Supplied material:
================

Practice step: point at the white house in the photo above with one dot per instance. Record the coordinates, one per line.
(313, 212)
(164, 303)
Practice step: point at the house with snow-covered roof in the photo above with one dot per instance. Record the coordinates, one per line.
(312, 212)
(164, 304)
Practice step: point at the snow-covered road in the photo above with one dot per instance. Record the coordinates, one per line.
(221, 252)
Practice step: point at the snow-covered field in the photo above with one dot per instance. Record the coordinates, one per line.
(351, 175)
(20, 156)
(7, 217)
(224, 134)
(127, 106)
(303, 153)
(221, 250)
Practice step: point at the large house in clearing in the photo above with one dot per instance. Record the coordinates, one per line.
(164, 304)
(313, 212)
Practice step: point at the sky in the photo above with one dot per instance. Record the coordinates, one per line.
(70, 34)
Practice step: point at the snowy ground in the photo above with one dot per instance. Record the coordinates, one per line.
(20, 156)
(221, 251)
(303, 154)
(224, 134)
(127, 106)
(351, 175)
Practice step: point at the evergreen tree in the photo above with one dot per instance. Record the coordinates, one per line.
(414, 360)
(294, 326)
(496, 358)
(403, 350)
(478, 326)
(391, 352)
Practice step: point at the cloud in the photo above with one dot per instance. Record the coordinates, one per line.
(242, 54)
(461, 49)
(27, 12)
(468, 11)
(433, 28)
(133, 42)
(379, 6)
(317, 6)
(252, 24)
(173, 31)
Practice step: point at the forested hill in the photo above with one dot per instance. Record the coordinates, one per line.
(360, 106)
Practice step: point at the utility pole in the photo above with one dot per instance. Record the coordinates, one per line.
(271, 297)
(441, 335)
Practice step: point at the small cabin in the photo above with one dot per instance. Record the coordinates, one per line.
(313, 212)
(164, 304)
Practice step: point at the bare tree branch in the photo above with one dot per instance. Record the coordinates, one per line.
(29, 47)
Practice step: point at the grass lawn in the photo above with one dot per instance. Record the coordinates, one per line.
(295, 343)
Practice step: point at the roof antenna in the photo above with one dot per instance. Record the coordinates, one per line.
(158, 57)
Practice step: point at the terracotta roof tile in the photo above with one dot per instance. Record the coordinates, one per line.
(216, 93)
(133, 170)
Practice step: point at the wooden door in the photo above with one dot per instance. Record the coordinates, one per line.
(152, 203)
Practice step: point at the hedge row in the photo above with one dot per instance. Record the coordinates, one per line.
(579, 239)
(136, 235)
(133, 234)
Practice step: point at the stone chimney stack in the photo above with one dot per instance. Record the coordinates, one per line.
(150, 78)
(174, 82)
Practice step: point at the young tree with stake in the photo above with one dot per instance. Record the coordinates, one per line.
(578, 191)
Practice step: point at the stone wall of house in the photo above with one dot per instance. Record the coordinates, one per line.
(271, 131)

================

Brief: Transfer every line of the listing, starting at the line containing "Practice step: point at the hedge" and ending at the last line of the listing, adding 34 to each coordinate value along the way.

Finished task:
Practice step: point at the hedge row in the photo above with one dot per instance. Record the coordinates, one per line.
(613, 273)
(170, 269)
(167, 268)
Practice step: point at the stone chimney stack in the photo above with one dot per instance. Record the coordinates, one per line.
(184, 112)
(208, 116)
Practice step: point at the young tree with stake in the photo above with one dot per instance. Record the coordinates, one per line.
(612, 225)
Practice step: point at the stone wall of house in the photo above with one dot per instance. Record the coordinates, one per line.
(305, 165)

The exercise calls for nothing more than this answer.